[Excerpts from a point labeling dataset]

════

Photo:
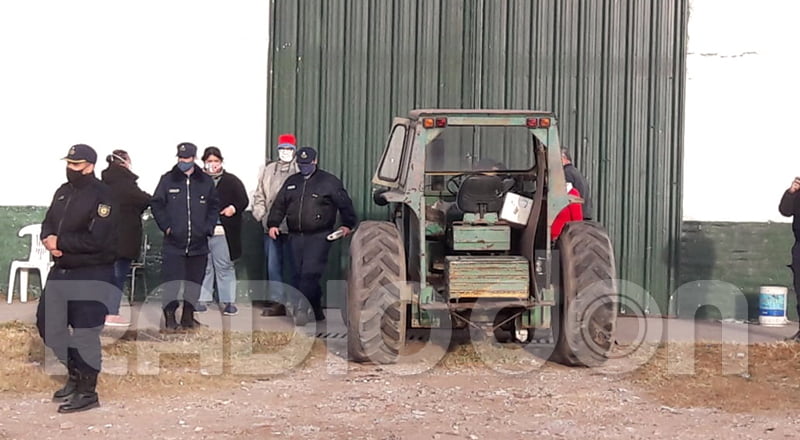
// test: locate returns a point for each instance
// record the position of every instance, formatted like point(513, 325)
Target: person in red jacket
point(573, 212)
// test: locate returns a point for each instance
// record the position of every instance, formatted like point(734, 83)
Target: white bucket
point(772, 306)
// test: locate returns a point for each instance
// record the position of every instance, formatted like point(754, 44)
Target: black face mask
point(76, 177)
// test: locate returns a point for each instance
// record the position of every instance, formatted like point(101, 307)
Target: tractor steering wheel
point(454, 183)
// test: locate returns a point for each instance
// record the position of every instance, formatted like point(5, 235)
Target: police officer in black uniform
point(78, 232)
point(185, 206)
point(790, 207)
point(309, 200)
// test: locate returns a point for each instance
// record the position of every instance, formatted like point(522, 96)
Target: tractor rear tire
point(376, 314)
point(586, 315)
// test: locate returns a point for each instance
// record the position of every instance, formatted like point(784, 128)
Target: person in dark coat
point(573, 176)
point(226, 244)
point(78, 231)
point(185, 206)
point(130, 203)
point(790, 207)
point(310, 201)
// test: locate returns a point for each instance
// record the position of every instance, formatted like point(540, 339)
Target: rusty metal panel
point(612, 71)
point(481, 238)
point(487, 277)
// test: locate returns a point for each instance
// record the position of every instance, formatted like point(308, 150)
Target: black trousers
point(189, 269)
point(310, 255)
point(71, 314)
point(796, 270)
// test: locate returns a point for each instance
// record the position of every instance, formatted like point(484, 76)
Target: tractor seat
point(480, 194)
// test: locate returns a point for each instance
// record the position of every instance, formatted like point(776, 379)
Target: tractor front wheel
point(376, 313)
point(587, 311)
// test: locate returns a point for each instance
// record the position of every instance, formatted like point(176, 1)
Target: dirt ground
point(473, 392)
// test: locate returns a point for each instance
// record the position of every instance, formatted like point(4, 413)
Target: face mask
point(75, 176)
point(285, 155)
point(213, 168)
point(185, 166)
point(307, 169)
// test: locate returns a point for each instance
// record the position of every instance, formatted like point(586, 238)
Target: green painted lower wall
point(732, 256)
point(743, 256)
point(250, 268)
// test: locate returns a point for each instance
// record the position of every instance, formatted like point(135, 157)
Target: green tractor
point(472, 197)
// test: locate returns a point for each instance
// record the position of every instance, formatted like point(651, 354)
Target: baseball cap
point(81, 153)
point(306, 155)
point(187, 149)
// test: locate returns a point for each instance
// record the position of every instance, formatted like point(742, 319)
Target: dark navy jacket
point(80, 215)
point(189, 207)
point(310, 205)
point(790, 206)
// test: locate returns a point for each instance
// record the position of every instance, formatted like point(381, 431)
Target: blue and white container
point(772, 306)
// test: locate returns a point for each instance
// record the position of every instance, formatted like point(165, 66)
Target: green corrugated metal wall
point(612, 70)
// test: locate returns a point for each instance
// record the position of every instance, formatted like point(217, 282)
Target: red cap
point(287, 141)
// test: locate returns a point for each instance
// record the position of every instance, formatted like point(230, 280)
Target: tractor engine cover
point(487, 277)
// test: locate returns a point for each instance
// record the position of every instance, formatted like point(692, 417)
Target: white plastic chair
point(38, 259)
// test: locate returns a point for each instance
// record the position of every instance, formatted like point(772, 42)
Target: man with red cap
point(276, 250)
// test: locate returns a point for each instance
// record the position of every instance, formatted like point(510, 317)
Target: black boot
point(170, 323)
point(187, 317)
point(274, 309)
point(300, 316)
point(84, 397)
point(319, 315)
point(69, 388)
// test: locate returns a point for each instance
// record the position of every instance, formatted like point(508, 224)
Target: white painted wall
point(141, 75)
point(742, 109)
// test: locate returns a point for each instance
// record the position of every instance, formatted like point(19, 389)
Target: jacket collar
point(177, 174)
point(117, 172)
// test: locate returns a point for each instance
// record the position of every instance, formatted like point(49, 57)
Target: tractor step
point(484, 305)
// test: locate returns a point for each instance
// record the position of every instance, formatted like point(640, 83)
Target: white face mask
point(285, 155)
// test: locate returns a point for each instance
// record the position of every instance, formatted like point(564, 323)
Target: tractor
point(471, 197)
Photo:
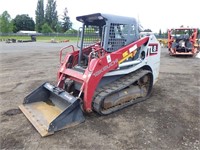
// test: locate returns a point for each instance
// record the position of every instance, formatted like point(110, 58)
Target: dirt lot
point(170, 119)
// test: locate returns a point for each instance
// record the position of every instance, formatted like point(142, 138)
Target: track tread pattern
point(116, 86)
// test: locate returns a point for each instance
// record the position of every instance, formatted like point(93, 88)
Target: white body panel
point(152, 59)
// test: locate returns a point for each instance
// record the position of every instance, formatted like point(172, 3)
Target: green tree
point(46, 28)
point(59, 27)
point(66, 23)
point(6, 24)
point(51, 16)
point(23, 22)
point(39, 13)
point(160, 32)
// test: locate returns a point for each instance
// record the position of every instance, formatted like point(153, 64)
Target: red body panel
point(97, 68)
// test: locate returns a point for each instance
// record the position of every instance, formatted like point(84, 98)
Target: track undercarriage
point(127, 90)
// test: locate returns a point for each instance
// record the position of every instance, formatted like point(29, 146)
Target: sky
point(152, 14)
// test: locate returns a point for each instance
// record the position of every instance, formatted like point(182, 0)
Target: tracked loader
point(113, 68)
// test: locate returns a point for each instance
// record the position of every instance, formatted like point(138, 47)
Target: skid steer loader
point(113, 68)
point(183, 41)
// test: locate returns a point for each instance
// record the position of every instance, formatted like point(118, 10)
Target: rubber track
point(116, 86)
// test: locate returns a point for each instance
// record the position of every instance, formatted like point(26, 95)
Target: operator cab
point(111, 31)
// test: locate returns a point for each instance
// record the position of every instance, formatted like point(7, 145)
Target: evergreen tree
point(23, 22)
point(6, 25)
point(39, 13)
point(160, 32)
point(66, 23)
point(51, 17)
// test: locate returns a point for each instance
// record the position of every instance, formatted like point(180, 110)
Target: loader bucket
point(50, 109)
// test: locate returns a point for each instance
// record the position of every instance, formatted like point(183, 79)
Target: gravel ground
point(169, 119)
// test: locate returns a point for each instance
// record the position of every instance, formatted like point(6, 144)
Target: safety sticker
point(133, 48)
point(108, 58)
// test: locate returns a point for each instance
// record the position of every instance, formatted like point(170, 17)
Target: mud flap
point(50, 109)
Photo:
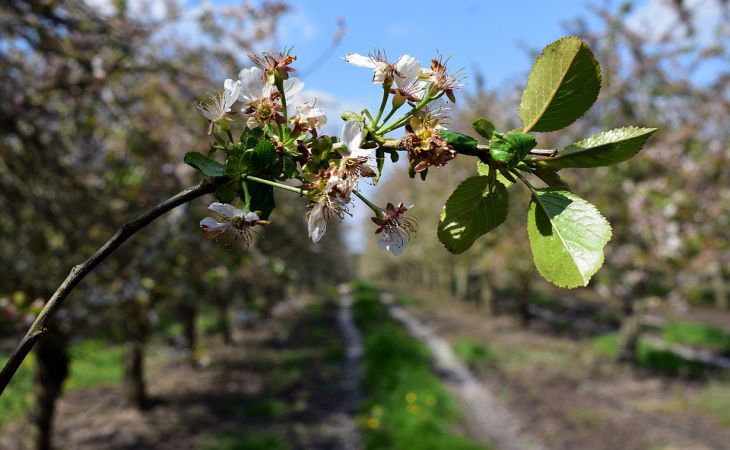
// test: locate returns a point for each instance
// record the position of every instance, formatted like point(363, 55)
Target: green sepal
point(511, 148)
point(466, 145)
point(484, 127)
point(205, 164)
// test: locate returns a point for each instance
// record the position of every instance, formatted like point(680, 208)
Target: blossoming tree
point(263, 141)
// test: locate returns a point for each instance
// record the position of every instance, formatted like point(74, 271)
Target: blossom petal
point(211, 224)
point(292, 86)
point(407, 68)
point(359, 60)
point(253, 86)
point(251, 216)
point(352, 134)
point(225, 210)
point(395, 248)
point(317, 223)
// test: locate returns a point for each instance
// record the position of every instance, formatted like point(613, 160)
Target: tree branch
point(38, 328)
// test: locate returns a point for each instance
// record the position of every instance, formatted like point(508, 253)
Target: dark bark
point(51, 371)
point(134, 380)
point(224, 323)
point(523, 304)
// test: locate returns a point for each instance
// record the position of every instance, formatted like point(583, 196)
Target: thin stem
point(402, 120)
point(282, 186)
point(79, 272)
point(280, 86)
point(378, 211)
point(390, 114)
point(386, 93)
point(247, 197)
point(523, 179)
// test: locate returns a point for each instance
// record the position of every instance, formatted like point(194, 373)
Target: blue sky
point(490, 36)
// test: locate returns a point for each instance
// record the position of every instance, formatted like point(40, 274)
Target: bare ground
point(281, 382)
point(572, 398)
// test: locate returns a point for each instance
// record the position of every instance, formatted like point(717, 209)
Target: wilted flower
point(274, 65)
point(396, 227)
point(403, 72)
point(262, 99)
point(308, 118)
point(424, 143)
point(233, 221)
point(218, 108)
point(321, 212)
point(343, 175)
point(440, 79)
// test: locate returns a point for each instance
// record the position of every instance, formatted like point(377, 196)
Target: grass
point(473, 353)
point(405, 406)
point(697, 335)
point(650, 357)
point(261, 440)
point(93, 363)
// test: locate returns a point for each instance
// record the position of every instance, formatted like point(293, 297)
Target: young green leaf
point(261, 159)
point(602, 149)
point(471, 211)
point(227, 192)
point(466, 145)
point(562, 86)
point(208, 166)
point(483, 169)
point(511, 148)
point(567, 235)
point(262, 198)
point(484, 127)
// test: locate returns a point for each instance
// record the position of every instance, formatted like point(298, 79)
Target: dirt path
point(487, 418)
point(572, 398)
point(351, 438)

════

# Task to carry out
Edit the stretch from the start of the items through the line containing "point(76, 177)", replacing "Target" with "Object" and changing nothing else. Omit the pictures from your answer.

# Reply to the task
Photo:
// test: locate returns a point for each instance
// record the position of every instance, formatted like point(513, 325)
Object: person in red jacket
point(573, 212)
// test: locate returns a point for each instance
// record the position of every instance, formatted like point(734, 83)
Object: white bucket
point(772, 306)
// test: locate returns a point for each instance
// record the position of every instance, formatted like point(754, 44)
Object: black face mask
point(76, 177)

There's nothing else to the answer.